*Compiti*:
1 - Nel testo sulla maternità di Maria, a chi viene attribuita la frase sull'amore delle madri per i figli?
2 - Scrivi il seguito del testo sulla maternità di Maria, partendo subito dopo la citazione con cui si chiude.

La maternità in Maria è compendio, principio e fine di ogni maternità. Nel mese a lei dedicato, in questa seconda domenica di maggio, alla Sua figura fa riferimento il dono della maternità che vede nel dono il frutto dell’amore. Ma la maternità ha altri volti, ha altre sfumature, vediamole insieme. Scriveva padre Juan Eusebio Nieremberg che “l’amore che tutte le madri hanno avuto per i loro figli non è che un’ombra a paragone dell’amore che Maria ha verso uno qualsiasi di noi; Lei ci ama da sola molto più di quanto ci amano insieme tutti gli angeli e i santi”.

Voci di dati salvate

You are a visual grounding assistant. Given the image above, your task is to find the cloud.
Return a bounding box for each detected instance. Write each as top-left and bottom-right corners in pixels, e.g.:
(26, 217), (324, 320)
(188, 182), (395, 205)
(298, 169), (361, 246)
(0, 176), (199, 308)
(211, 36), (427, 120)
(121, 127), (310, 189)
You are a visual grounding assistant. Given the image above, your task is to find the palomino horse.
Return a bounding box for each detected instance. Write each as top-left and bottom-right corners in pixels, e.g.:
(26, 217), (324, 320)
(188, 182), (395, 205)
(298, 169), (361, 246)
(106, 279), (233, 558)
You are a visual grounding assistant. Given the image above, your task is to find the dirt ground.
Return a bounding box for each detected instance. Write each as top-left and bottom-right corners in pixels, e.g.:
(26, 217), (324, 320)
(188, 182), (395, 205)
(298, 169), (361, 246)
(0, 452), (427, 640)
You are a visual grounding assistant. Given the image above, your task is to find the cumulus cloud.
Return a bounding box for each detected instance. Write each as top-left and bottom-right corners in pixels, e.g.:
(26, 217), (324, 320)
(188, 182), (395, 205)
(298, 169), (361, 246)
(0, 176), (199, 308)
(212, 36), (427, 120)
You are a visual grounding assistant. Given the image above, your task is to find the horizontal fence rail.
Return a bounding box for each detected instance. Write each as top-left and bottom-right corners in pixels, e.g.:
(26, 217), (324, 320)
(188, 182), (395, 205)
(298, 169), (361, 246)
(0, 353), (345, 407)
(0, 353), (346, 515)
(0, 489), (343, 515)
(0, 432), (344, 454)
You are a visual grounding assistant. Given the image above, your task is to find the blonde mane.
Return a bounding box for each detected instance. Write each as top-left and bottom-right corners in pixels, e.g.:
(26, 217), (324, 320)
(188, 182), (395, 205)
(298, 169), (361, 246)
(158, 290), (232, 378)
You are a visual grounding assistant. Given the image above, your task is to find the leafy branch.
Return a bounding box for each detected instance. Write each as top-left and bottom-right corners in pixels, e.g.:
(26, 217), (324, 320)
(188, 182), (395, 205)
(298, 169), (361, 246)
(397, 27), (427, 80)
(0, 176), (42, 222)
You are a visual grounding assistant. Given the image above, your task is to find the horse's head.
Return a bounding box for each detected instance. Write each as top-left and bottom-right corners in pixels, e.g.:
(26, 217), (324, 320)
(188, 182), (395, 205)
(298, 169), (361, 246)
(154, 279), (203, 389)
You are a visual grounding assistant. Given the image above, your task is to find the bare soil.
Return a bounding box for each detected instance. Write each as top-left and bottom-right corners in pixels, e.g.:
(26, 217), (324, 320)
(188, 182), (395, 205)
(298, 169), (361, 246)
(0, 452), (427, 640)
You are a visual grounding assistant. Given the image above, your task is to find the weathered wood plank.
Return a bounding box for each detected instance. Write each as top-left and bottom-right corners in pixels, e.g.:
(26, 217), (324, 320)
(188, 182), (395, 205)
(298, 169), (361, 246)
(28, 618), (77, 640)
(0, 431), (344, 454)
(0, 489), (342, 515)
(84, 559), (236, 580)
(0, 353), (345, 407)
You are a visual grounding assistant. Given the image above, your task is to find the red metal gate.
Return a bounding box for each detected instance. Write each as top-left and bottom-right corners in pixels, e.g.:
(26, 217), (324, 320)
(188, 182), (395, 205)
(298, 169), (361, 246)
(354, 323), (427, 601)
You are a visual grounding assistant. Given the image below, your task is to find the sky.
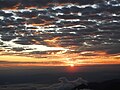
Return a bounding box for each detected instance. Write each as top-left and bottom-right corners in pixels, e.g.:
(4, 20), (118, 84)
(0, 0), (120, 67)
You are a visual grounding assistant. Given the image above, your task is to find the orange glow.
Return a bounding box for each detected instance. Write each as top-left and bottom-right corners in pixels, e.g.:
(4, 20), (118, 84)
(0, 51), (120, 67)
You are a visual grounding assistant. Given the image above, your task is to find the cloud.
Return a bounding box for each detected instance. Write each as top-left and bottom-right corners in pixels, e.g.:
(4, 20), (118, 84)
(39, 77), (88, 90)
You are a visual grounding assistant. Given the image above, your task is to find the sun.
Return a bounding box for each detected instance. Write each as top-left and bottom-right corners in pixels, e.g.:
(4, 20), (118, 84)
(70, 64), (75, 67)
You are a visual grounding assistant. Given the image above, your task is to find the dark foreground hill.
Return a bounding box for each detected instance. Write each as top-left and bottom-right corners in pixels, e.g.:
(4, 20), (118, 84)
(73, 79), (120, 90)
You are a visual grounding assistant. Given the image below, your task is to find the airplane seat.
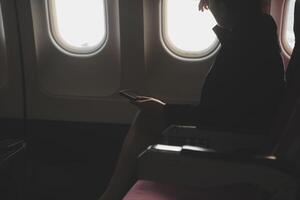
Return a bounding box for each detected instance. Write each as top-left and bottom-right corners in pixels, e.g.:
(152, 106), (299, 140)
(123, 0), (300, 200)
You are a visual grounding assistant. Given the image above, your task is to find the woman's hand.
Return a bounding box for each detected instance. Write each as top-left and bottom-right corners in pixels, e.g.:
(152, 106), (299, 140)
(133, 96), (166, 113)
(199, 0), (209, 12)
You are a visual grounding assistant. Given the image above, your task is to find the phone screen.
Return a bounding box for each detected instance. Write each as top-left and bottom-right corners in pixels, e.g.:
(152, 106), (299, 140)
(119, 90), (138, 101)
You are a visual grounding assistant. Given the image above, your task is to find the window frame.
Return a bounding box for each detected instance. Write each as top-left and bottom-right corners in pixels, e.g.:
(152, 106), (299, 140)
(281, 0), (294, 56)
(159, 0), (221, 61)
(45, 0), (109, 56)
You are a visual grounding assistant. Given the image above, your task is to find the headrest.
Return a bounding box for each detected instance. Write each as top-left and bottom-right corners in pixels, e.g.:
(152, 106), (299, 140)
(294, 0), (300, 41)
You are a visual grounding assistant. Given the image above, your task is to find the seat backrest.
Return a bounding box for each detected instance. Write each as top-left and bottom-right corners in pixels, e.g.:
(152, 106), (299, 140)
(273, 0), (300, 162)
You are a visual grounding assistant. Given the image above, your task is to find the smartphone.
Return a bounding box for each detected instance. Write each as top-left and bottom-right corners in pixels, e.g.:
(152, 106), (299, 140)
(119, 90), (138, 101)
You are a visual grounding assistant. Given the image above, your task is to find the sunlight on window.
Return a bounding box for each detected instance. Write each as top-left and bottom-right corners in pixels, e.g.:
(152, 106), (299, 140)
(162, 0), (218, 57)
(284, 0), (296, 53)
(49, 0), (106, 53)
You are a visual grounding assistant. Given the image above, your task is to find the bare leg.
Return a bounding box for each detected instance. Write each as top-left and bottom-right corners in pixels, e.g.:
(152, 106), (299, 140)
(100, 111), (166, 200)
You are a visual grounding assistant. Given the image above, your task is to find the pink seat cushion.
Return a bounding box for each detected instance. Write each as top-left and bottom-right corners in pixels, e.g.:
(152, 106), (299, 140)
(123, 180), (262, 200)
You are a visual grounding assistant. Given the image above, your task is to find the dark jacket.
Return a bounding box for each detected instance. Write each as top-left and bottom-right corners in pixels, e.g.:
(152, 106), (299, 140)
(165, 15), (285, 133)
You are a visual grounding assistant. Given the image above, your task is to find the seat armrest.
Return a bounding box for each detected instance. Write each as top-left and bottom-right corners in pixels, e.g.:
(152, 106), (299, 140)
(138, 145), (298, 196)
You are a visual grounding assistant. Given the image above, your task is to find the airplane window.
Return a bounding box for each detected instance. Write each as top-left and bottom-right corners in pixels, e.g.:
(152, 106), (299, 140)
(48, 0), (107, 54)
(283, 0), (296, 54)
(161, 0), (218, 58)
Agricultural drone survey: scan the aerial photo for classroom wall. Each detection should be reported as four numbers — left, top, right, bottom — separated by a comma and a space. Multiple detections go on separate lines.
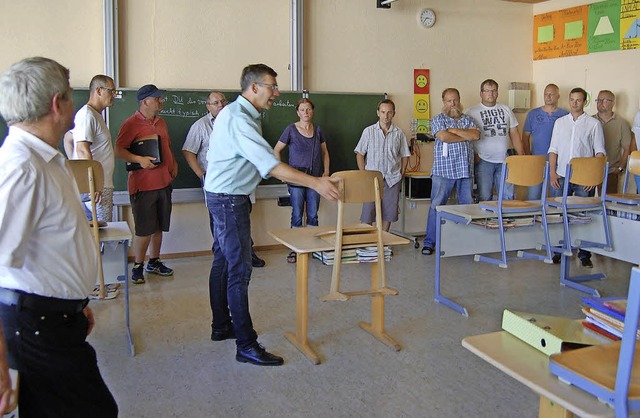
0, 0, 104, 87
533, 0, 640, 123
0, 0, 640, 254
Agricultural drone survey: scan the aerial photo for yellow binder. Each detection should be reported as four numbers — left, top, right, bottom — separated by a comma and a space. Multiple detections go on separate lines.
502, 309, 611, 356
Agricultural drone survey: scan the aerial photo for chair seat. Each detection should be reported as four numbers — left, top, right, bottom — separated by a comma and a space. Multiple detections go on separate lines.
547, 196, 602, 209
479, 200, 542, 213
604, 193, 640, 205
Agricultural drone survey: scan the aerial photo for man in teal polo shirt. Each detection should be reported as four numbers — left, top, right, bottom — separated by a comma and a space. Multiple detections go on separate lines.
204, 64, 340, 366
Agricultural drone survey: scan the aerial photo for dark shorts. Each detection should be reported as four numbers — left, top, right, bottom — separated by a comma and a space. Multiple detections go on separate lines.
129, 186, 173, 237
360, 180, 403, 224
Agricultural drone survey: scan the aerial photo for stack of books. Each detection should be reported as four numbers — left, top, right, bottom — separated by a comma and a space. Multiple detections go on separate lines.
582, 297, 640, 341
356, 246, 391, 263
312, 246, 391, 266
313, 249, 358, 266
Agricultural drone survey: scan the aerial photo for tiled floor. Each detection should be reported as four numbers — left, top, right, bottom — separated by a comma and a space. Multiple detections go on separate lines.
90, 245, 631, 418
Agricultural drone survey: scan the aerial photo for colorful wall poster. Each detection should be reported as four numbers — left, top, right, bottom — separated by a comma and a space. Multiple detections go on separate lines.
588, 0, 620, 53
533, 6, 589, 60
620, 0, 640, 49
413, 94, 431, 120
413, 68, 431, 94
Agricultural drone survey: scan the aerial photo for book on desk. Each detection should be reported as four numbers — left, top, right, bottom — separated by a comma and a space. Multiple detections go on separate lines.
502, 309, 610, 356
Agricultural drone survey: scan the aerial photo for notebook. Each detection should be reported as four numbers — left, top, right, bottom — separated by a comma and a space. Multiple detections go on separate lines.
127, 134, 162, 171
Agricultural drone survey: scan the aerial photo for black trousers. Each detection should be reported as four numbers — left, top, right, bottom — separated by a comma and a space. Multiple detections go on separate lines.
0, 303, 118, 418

--

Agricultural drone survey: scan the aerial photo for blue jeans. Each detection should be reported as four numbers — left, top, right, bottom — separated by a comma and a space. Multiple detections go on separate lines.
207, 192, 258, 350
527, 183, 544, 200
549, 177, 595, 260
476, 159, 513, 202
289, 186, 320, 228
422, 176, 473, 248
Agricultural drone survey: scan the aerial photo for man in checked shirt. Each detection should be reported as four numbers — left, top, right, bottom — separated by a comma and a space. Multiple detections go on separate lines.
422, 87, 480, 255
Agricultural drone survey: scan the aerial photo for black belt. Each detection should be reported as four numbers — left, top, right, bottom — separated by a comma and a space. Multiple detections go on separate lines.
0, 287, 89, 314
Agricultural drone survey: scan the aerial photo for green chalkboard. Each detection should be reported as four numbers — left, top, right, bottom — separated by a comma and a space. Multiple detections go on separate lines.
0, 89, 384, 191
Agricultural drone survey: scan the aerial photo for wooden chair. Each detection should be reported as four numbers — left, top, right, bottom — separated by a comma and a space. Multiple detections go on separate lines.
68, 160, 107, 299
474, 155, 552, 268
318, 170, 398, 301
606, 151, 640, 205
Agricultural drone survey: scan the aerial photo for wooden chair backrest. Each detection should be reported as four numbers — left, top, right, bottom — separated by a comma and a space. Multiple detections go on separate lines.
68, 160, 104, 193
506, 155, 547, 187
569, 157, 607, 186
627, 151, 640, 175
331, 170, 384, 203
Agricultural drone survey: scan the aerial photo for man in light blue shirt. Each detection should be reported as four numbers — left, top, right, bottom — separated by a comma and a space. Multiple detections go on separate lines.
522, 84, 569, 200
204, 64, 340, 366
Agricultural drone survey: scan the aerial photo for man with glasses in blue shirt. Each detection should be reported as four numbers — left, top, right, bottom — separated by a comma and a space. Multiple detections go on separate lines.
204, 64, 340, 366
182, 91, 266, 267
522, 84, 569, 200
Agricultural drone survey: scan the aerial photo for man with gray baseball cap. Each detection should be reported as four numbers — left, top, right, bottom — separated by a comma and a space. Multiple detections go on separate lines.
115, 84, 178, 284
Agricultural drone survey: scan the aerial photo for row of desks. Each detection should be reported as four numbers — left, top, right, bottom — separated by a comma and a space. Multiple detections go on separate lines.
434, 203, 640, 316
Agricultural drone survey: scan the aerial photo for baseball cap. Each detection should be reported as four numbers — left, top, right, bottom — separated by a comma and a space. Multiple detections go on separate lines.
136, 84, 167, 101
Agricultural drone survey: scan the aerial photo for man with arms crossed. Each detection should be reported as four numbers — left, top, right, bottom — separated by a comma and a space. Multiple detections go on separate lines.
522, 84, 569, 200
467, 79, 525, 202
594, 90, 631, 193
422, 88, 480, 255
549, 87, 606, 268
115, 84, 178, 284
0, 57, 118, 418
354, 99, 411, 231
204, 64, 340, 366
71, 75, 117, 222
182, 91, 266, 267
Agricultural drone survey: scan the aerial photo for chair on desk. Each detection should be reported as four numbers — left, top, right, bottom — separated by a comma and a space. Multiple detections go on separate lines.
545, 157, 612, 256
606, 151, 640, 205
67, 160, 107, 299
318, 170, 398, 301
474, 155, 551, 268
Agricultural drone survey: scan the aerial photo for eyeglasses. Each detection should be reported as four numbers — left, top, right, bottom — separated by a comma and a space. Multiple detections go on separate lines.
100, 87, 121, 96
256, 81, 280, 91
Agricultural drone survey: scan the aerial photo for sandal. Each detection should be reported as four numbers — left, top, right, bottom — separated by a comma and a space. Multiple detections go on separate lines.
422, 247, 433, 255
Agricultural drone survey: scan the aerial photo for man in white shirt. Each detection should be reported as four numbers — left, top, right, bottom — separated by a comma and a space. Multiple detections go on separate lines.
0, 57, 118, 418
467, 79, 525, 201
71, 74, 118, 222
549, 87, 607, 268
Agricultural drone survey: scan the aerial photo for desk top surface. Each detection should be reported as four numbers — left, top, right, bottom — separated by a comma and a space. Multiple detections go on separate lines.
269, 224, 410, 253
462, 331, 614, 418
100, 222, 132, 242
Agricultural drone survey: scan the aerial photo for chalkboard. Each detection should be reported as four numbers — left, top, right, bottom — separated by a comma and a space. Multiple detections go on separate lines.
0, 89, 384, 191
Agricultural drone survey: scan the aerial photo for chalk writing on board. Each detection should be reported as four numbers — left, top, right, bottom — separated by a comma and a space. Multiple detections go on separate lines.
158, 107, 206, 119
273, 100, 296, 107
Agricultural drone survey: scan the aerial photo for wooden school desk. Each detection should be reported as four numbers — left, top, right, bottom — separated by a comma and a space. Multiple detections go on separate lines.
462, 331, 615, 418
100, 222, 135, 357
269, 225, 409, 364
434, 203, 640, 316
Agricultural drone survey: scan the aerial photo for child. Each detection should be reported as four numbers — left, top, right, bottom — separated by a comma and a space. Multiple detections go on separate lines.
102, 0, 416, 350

*Risposte ai compiti*:
1 - A padre Juan Eusebio Nieremberg.

2 -
In questa seconda domenica del mese di maggio, si fa ricordo, sottolineandolo con forza, del meraviglioso dono che è la “maternità”, rivolgendo un pensiero alle mamme. Non possiamo, d’altro canto, non parlare della maternità umana, senza passare dalla “Maternità della Madre di tutte le Madri, Maria”. La madre, pilastro di ogni famiglia, cuore pulsante e fonte di vita per chi gravita intorno a lei. Eppure a volte la diamo per scontato. Dovremmo ricordare ogni giorno che cosa significa essere una madre. Ma non possiamo, semplicemente. Solo una madre può conoscere la portata dell’amore che si può rivolgere a chi è stato portato nel proprio ventre per nove mesi, e poi generato, con infinito dolore, incontenibile gioia. “Individuo” vuol dire “che non si può dividere”. Le madri invece si “dividono” a partire da quando ospitano un figlio per darlo al mondo e farlo crescere” (Papa Francesco). Una persona che rinuncia alla propria individualità, è la mamma, che assume su di sé l’impegno non solo di generare una nuova vita, ma anche di prendersene cura, per sempre, con tenerezza e dedizione, facendo proprie le gioie e i dolori di un’altra persona. Richiede tanto, tanto amore, tanto spirito di sacrificio, ed è questo il motivo per cui spezza il cuore vedere madri abbandonate, date per scontate, dimenticate da figli che, troppo presi dalla propria quotidianità, dimenticano a chi devono tutto ciò che hanno, tutto ciò che sono.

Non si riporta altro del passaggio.